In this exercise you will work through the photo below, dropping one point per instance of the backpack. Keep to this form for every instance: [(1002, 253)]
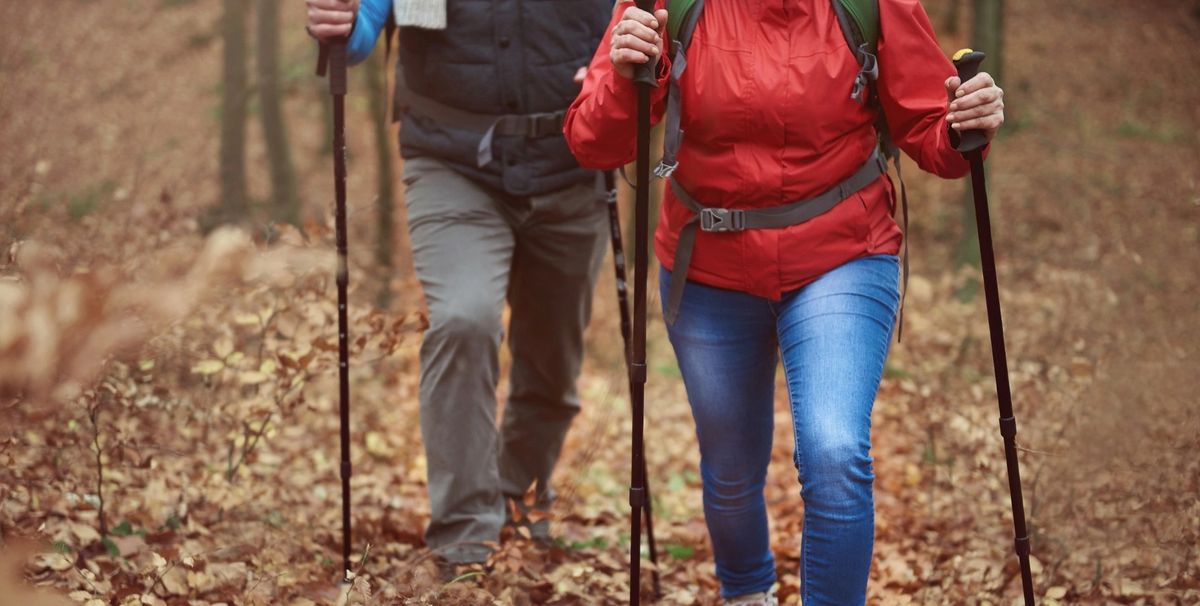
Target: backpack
[(861, 25)]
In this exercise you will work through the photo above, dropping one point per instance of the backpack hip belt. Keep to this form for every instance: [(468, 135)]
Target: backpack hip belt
[(859, 21), (719, 220), (545, 124)]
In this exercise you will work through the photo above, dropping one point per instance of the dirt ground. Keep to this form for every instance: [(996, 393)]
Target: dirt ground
[(217, 472)]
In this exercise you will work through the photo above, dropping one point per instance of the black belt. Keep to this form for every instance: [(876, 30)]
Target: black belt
[(737, 220), (546, 124)]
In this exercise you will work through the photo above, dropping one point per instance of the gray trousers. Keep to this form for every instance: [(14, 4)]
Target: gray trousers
[(473, 249)]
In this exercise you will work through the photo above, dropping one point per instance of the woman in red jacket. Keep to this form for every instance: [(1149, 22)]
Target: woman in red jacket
[(771, 124)]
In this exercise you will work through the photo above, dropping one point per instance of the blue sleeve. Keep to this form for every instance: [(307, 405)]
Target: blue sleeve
[(370, 21)]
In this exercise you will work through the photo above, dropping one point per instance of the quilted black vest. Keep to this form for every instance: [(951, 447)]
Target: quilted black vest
[(502, 57)]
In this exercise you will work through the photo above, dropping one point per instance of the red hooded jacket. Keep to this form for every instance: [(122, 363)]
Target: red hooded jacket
[(767, 119)]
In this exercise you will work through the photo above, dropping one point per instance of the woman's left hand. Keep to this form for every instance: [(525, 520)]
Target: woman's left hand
[(977, 105)]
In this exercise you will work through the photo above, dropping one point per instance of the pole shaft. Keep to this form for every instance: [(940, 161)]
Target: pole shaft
[(637, 360), (1000, 364), (618, 259)]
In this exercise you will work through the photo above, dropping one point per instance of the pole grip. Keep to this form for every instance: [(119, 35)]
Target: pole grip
[(337, 66), (645, 73), (967, 61)]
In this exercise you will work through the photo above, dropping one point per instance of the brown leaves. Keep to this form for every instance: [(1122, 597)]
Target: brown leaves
[(60, 329)]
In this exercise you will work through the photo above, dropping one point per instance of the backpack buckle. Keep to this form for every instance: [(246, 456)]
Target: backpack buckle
[(868, 73), (664, 169), (721, 220)]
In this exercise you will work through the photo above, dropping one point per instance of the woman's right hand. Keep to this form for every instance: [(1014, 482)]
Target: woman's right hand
[(636, 39), (331, 18)]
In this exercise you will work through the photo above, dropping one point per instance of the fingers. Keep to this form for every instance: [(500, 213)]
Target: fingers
[(636, 39), (637, 24), (977, 99), (323, 17), (982, 81), (639, 16), (330, 31), (952, 84), (334, 5), (630, 42), (990, 124), (995, 107)]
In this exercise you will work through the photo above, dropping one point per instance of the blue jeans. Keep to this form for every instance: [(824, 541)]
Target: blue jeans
[(833, 337)]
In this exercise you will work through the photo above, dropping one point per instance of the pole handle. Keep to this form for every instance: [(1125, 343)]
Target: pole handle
[(643, 73), (967, 64), (337, 66)]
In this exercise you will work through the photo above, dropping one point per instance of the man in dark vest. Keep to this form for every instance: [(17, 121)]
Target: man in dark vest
[(497, 210)]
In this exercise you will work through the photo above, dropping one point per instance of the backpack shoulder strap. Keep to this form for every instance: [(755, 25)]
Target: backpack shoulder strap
[(859, 22), (863, 17), (682, 17)]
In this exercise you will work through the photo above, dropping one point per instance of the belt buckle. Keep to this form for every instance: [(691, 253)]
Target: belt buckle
[(721, 220), (543, 125)]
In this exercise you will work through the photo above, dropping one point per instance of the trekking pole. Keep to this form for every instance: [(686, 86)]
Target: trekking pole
[(618, 258), (333, 59), (971, 145), (643, 75)]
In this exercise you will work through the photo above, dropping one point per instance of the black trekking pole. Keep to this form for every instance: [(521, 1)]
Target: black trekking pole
[(971, 145), (333, 59), (643, 75), (618, 258)]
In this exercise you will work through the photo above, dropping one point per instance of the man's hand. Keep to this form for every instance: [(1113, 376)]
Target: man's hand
[(636, 39), (331, 18), (977, 105)]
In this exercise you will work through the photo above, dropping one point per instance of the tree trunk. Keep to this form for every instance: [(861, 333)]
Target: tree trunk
[(232, 205), (377, 94), (951, 19), (285, 204)]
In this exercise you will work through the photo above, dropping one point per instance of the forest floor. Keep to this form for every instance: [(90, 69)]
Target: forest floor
[(202, 466)]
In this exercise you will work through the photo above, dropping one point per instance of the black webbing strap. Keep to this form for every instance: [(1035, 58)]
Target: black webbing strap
[(735, 220), (672, 135)]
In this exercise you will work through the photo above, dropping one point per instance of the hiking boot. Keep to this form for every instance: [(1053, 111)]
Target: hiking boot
[(754, 599), (535, 522)]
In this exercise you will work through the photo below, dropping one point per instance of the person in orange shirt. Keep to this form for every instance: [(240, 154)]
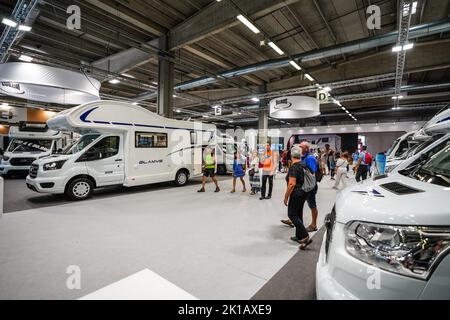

Objective
Rewrite all the material above, swapping "dropping one point per instance" for "placing one point on each instance" each time it occurs and keeping every other word the same. Leave the pictures out.

Answer to the problem
In this exercise you will work through the photo below, placing one point on each instance of the backpack. Keep to this form for every instance: [(1002, 253)]
Target: backpack
[(861, 25)]
In this exercise you will work through the photo above, placing one point on each instance of the backpack hip belt. Keep to this form for every instance: [(468, 135)]
Target: backpack hip belt
[(859, 21), (719, 220), (545, 124)]
In this exercise you will work through the photo above, placing one point on each instance of the dirt ground. Keep to this form for every instance: [(996, 393)]
Target: dirt ground
[(217, 472)]
In this exercise you will work through the photo above, placing one point on each instance of the black belt. Keep to this form for every instance: [(876, 30)]
Target: black belt
[(737, 220), (546, 124)]
In this exercise you will work through the photo above, placing one point on each instance of the gray trousers. Keep to this form for every instance: [(14, 4)]
Target: gray trousers
[(473, 249)]
In this exercise you will work through the photo above, placing one point on each instance of the woman in red jacket. Keep to this form for every instance: [(1149, 22)]
Target: woman in red jacket
[(771, 124)]
In this exercise you will work through the photo above, placing one point on each instance of the blue sleeve. Keep to this form for every instance: [(307, 405)]
Target: blue sleeve
[(370, 21)]
In this exercise you will work through the photo above, placing one point on each instance of the quilted black vest. Keep to this form for every instance: [(951, 447)]
Target: quilted black vest
[(502, 57)]
In this exercise you will work through the photo above, placing one point on each instance of the red hooded jacket. Keep to this form for every instance: [(122, 363)]
Target: red hooded jacket
[(767, 119)]
In this exercise you will work through the photo above, placing one point on each instance of the woman's left hand. Keep to this form for every instance: [(525, 520)]
Target: woman's left hand
[(977, 105)]
In this exercise you will work through the photo above, placing one point on each instance of the pole shaft. Keep to this form for every instance: [(940, 161)]
Target: pole shaft
[(637, 360), (1000, 364), (618, 259)]
In this exercise you will work through the photo above, placing one point on each instance of the pole grip. Keep to this form for every instance: [(119, 35)]
Target: pole grip
[(337, 66), (645, 73), (967, 61)]
In this exercise you will work through the photo above, placing one point on each instance of the brown leaves. Keep to this form for every instance: [(1122, 597)]
Target: brown leaves
[(60, 329)]
In this exercise you will work through the photo above, placing one point on each instance of the backpack buckle. Keep to this form for every instance: [(246, 456)]
Target: backpack buckle
[(868, 73), (664, 169), (721, 220)]
In this exercise you will work through the photo above, placing one point on each instance of the woman's right hand. Keep to this form for every instance: [(1014, 482)]
Target: woman's right hand
[(636, 39), (331, 18)]
In this exercise you will work through the photo above, placing one point on each instance of the fingers. Keep to this form for every instance: [(500, 213)]
Target: fingers
[(636, 39), (637, 24), (977, 99), (323, 17), (982, 81), (639, 16), (330, 31), (952, 84), (334, 5), (630, 42), (990, 124), (995, 107)]
In this exercise you will work through the photo above, placing one point on each instance of the blue jeans. Keep to this form for every instance: [(824, 541)]
Target: blue jeans
[(833, 337)]
In this exercise you will work through the photo above, placing one point on each instance of the pole handle. Keep to this form for every instance: [(1125, 343)]
Target: pole handle
[(643, 73), (967, 64), (337, 66)]
In this exercise you will work through the photo above, placing one point on each instance of the man in dark vest. Keep to this form for every instance: [(17, 121)]
Target: man in dark vest
[(497, 210)]
In this exercise you will work through the photo above, placing one point on each instance of the backpack shoulder strap. Keep to this form for every instance: [(755, 25)]
Target: backpack shoulder strap
[(859, 22), (863, 17), (682, 17)]
In this exercise you will work through the photo above, placing one point on each instance of the belt buckle. Keep to this form for every instance: [(691, 253)]
Target: belt buckle
[(721, 220), (543, 125)]
In this exercise you will work through the photo above, placing one point on each instance of the trekking pole. Keep to this form for every instance: [(686, 86)]
Target: trekking pole
[(618, 258), (333, 59), (971, 145), (643, 75)]
In this exercise you will work through the photo above, placing one point on each instance of the black trekking pole. Keep to this form for every instance: [(521, 1)]
Target: black trekking pole
[(971, 145), (333, 59), (643, 75), (618, 258)]
In this exercise you will work through the photo above, placing one point on each instance of the man's hand. Keep to this form for every instance: [(1113, 376)]
Target: man's hand
[(636, 39), (331, 18), (977, 105)]
In this exercise you will work through the photo above, placing one point on each instance of the tree trunk. Keep to this form for every instance: [(861, 333)]
Target: tree trunk
[(232, 205), (377, 94), (951, 19), (285, 204)]
In this exercise you will work through the photo above, placing one point on each instance of the forest floor. Keep to this form for every instance: [(90, 69)]
Target: forest floor
[(202, 466)]
In this exercise you will work through the photo above, placing one point on each instance of the black webbing strap. Keep to this form for every instance: [(1035, 58)]
Target: black webbing strap
[(735, 220), (672, 135)]
In this exercise you will work through the photo above, placing one point on each instance of the hiking boot. Keep to this form for every instance: [(1053, 111)]
Target: hiking boot
[(754, 599), (535, 522)]
In this exercise you will work through the photo below, placing one point on each instance of the person in orange shirt. Keep to this form for every instance: [(240, 154)]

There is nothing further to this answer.